(Collected data)
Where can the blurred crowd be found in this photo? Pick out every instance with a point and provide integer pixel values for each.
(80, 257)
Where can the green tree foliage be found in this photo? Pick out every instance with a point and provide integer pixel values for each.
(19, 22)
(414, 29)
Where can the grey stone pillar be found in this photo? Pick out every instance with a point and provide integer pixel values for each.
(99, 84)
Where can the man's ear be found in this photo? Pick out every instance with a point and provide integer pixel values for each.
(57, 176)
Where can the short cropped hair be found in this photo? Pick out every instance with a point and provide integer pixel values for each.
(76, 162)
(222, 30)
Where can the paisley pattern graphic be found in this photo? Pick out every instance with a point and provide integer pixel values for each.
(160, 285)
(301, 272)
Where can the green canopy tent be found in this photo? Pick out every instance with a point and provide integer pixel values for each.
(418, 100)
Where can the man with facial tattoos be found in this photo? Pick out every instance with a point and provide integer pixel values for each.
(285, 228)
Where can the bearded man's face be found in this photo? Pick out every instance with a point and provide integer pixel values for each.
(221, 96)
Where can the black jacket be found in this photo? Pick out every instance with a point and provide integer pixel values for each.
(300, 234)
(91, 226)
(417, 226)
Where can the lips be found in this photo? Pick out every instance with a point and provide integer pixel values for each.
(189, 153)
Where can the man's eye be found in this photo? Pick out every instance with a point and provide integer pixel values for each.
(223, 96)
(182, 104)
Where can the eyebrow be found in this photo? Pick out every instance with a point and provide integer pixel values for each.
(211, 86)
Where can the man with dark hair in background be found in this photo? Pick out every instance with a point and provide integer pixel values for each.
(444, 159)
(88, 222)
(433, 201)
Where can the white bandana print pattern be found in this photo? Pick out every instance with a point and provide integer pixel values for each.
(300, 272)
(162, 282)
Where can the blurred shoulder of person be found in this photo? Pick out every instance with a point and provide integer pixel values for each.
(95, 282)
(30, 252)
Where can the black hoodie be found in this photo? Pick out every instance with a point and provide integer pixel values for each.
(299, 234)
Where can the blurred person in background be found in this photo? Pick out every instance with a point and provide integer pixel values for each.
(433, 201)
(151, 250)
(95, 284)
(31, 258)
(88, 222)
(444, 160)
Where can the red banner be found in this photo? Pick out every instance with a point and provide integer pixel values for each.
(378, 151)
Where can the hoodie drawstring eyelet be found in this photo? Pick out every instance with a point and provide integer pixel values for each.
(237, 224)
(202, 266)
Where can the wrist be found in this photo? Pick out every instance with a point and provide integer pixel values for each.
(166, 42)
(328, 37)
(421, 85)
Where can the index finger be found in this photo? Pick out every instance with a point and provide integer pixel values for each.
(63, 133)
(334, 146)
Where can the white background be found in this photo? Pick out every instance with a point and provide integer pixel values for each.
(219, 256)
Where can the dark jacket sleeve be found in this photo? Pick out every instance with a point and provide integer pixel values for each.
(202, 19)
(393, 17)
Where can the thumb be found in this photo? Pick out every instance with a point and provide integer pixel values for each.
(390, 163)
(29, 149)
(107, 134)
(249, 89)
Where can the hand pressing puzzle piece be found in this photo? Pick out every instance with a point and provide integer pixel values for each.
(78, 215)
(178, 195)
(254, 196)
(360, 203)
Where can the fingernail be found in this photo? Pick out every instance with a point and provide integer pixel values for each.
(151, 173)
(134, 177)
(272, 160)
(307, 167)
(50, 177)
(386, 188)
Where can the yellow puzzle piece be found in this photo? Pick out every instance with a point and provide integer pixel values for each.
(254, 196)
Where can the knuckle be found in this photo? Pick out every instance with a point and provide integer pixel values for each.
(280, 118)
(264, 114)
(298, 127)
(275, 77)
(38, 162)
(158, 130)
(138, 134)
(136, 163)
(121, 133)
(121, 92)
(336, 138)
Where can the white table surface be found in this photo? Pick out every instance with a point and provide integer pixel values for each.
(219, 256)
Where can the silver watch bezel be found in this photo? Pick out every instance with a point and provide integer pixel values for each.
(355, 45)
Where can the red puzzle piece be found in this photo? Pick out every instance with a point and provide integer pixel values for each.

Directions for this task: Edit the material by replacing "Pick out" with "Mark" everywhere it occurs, and leave every other part of each line unchanged.

Answer to the problem:
Where can the blurred crowd be found in this photo? Mark every instance with a point and provide integer pixel values for each.
(80, 257)
Where can the green tree foliage be found in this photo? Mark every instance with a point and provide integer pixel values for each.
(19, 22)
(414, 29)
Where can the grey stone pillar be found in this photo? Mark every instance with a point and provide integer pixel values for each.
(99, 84)
Where can the man's ear be found in this photo? Mark every instance with a point and provide integer pixel values for each.
(57, 176)
Where can the short cropped hair be found in this photo? Mark every instance with a point and provide integer pixel values for each.
(76, 162)
(222, 30)
Where can the paisley pattern graphic be found in this photo? Mark every instance with a point and provide integer pixel values for each.
(160, 285)
(301, 272)
Where can the green canopy tent be found in this photo? Mark every instance with a point and provide integer pixel values for each.
(418, 100)
Where can the man with facial tattoos be found in this photo? Mark every instance with a point and provide integer pixel values for each.
(285, 228)
Where can the bearded man's face be found in this photo? Mark every instance with a point and provide integer pixel values for each.
(221, 96)
Where can the black jacket be found in this photo? Mark every instance with a point and provide integer pixel values for each.
(300, 234)
(91, 226)
(417, 226)
Where can the lips be found in this photo? Mark every instance with a point and provide integer pixel values for each.
(189, 153)
Where can the man's eye be found in this photo? Mark every instance with a point and provide integer pixel values for each.
(223, 96)
(182, 104)
Where can the eyebrow be found in this photo? Mark every instance with a point and provide integer pixel values for each.
(211, 86)
Where can the man with dark hair in background be found in this photo? Mark every instance with a point and provide integer pixel values for each.
(444, 159)
(88, 222)
(433, 201)
Where can the white bandana print pattern be found in this photo? Mark every instance with a point and provide integer pixel values for each.
(300, 272)
(162, 282)
Where can the blurred shoulder of person be found in this photo? Mark every instance with a point and provide integer pixel values for each.
(95, 282)
(30, 252)
Where can the black hoodie be found in this photo? Mark every instance with a point and provide integer pixel values for each.
(299, 234)
Where can the blurred person in background be found in this photo? Mark every instance with a point and provide integer pixel values for each.
(433, 201)
(151, 250)
(95, 284)
(31, 258)
(88, 222)
(444, 160)
Where can the red banner be found in this photo? Mark every instance with a point and provide integer pixel values for each.
(378, 151)
Where can the hoodie drawstring eyelet be found in this photo? Mark every instance with a point and provide integer pixel values for each.
(237, 224)
(202, 266)
Where can the wrist be found in this photo? Mark every instance with a point and provide integer pixel values for each.
(166, 42)
(328, 37)
(421, 85)
Where can the index finger be found in this photo? Mark every instance with a point and provide integer pixel values for each.
(63, 133)
(334, 146)
Where can the white background be found in this photo? Mark every instance with a point and provide integer pixel values for each.
(219, 256)
Where can the dark jacket sleeve be found in this photo? Mark every instance with a point and provide integer pixel values for each.
(202, 19)
(393, 17)
Where can the thumb be found in this photo? Mark every instance with a point and provide integer pixel values for each.
(390, 163)
(29, 149)
(107, 134)
(249, 89)
Where can the hand pressing puzzle piece be found in this photo? Mark every instance with a point and provide integer pixel values for each.
(78, 215)
(178, 195)
(254, 196)
(360, 203)
Where can the fingernail be found in this photo? Mark every instance with a point and provide integer pixel values for each.
(151, 173)
(134, 177)
(272, 160)
(307, 167)
(50, 177)
(386, 188)
Where can the yellow puzzle piece be found in this photo? Mark every instance with a point and provide integer pixel values for each.
(254, 196)
Where can the knuckle be found in this photo? Mark every instance with a point and provide integer pixel values for each.
(280, 118)
(264, 114)
(298, 127)
(275, 77)
(38, 162)
(158, 130)
(138, 134)
(136, 163)
(121, 133)
(121, 92)
(336, 138)
Where can the white table surface be found in this photo? Mark every instance with a point and provide integer pixel values for each.
(219, 256)
Where can the silver watch bezel be found in this photo? Mark every instance with a point and provide integer pixel values for each.
(355, 45)
Where can the red puzzle piece be found in this photo? Mark every instance with a point and provide integer pixel values for each.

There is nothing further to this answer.